━━━━━ TEXT PASSAGE

Create More and Consume Less

Jesus Loves Me

Jesus loves me, this I know, for the Bible tells me so. Little ones to him belong, they are weak but he is strong. Yes, Jesus loves me. Yes, Jesus loves me. Yes, Jesus loves me. The Bible tells me so.

A profoundly simple lyric. For many, it contains an unfathomable truth. It is the Christian claim that the creator of all things knows me and loves me. This is the very best of evangelical Christianity, which emphasizes a personal relationship with God: a certain statement that God loves me. The evidence for this statement? The Bible tells me so.

For some reason, I have never doubted God’s love for me. I recognize that this is a heart-wrenching struggle for many who walk alongside me on planet Earth, but it has not been a personal conflict of mine. I have been involved in several other ebbs and flows of faith but for whatever reason, God’s love for me, or all of humanity for that matter, has not been at the center of any of those crises. Interestingly, that seems settled deep into my soul. I have a theory of why and it involves the child’s lyric above.

My parents are far from perfect, and they would be the first to admit that. However, one of the things that they got right was prioritizing the Christian faith in our home. Not limited to showing up at church (although, we did that A LOT) but actually letting the gospel shape our lives. My parents treated people right because of Christ’s admonition to love your neighbor as yourself. I legitimately do not have any memory of my parents mistreating anyone, that’s not a claim I can make about many adults. Decisions were made about what we did and did not do primarily through the lens of the gospel. My parents were the same people around Christians and non-Christians. I could go on with other examples, but I think you get the point: my parents are full of integrity. That matters when they are the primary ones shaping your worldview.

━━━━━━━━━━

• **REQUIRED WORK**:
In the reflection on faith above, why did the writer's parents treat people right?

━━━━━ DATA LISTING

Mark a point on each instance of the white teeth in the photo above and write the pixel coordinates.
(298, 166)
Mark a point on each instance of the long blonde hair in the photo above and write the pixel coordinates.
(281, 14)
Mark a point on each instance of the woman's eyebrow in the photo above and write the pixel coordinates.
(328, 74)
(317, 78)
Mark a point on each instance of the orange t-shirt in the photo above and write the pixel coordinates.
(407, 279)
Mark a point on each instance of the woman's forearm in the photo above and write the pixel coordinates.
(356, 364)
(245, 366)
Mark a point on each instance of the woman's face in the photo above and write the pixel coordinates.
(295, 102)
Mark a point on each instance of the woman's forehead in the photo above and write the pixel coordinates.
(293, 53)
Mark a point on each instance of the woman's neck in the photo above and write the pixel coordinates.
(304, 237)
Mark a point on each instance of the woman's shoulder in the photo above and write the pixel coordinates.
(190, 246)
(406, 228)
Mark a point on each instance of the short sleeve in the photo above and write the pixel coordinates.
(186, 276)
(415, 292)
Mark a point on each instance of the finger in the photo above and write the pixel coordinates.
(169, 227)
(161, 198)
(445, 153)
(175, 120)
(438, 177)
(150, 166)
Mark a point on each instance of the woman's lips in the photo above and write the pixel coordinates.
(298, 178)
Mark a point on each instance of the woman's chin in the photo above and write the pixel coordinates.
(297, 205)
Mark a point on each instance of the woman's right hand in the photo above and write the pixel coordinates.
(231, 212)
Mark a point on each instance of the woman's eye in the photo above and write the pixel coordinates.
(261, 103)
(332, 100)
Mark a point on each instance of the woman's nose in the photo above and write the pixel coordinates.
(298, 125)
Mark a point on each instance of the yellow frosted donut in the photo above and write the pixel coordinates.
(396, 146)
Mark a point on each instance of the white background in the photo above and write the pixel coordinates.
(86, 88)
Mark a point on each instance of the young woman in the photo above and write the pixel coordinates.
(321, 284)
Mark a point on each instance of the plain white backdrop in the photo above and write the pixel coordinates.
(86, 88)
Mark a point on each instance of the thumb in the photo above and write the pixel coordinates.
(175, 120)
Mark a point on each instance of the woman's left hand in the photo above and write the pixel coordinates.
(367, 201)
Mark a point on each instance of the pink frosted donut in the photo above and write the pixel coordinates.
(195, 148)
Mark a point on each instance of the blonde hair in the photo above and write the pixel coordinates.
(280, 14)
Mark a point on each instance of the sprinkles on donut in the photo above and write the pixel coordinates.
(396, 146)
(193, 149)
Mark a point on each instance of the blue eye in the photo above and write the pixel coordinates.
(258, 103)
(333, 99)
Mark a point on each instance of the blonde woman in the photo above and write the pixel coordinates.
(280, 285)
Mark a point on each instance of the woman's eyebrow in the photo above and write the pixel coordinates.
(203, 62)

━━━━━━━━━━
━━━━━ DATA LISTING

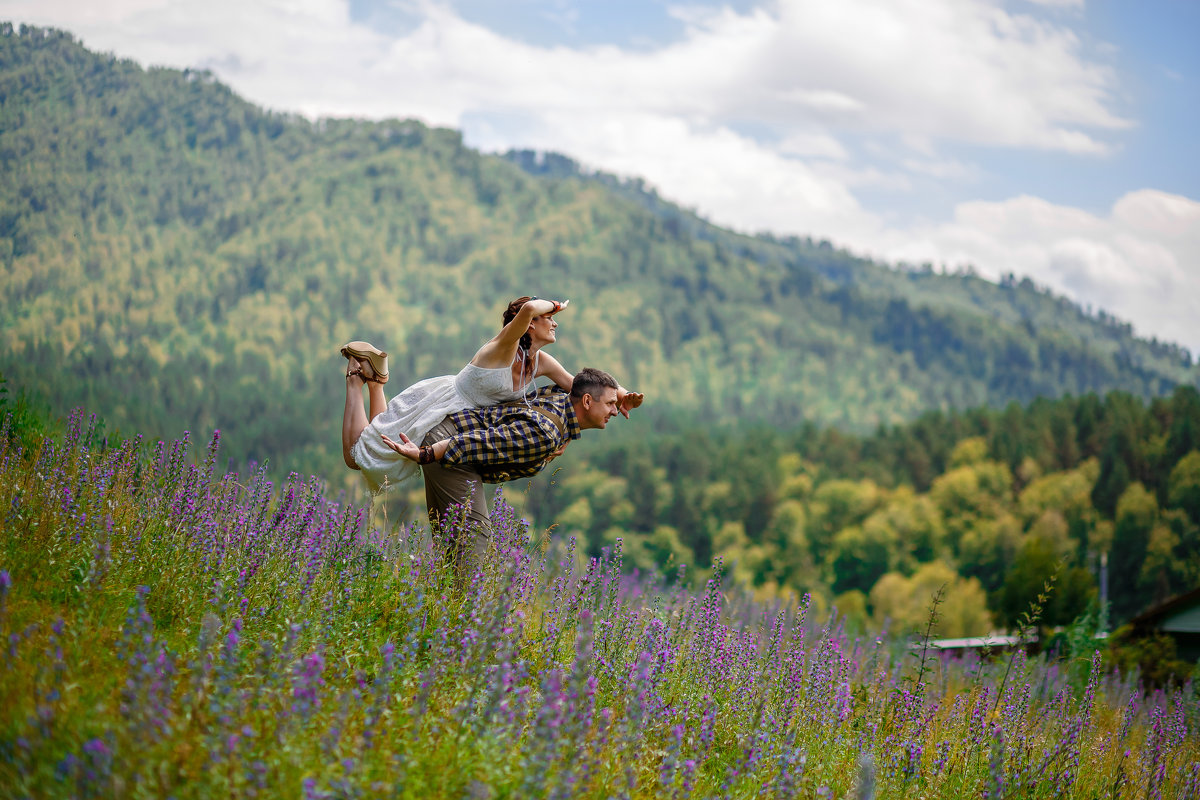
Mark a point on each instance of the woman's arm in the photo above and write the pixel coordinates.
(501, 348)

━━━━━━━━━━
━━━━━ DATA LISTING

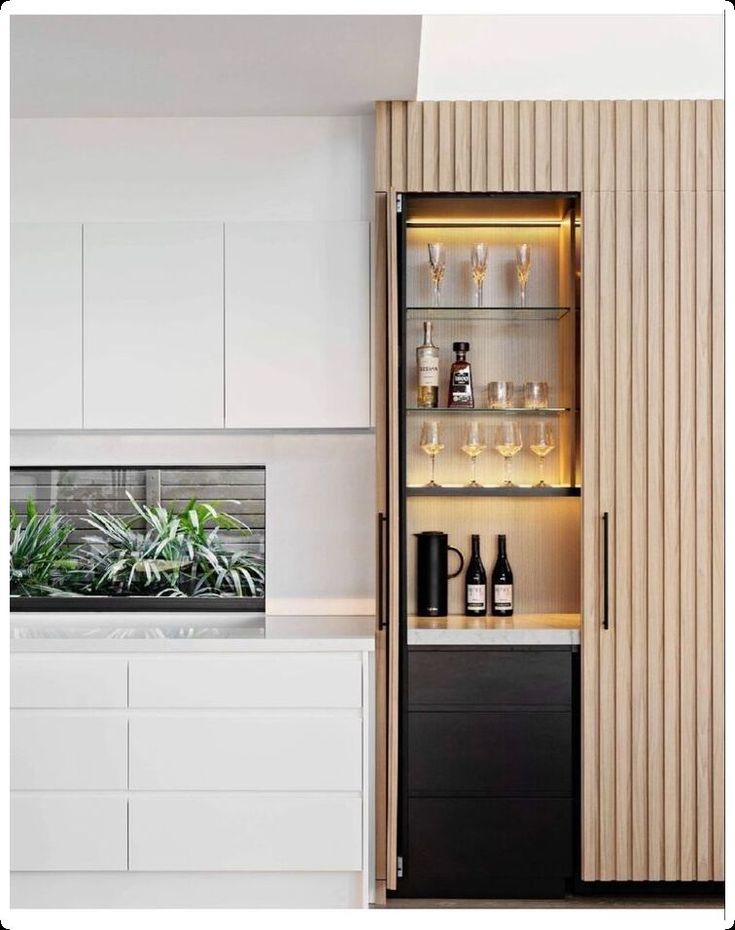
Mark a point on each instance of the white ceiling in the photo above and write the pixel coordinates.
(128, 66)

━━━━━━━━━━

• **ANSWER IN FULL**:
Because of Christ's admonition to love your neighbor as yourself.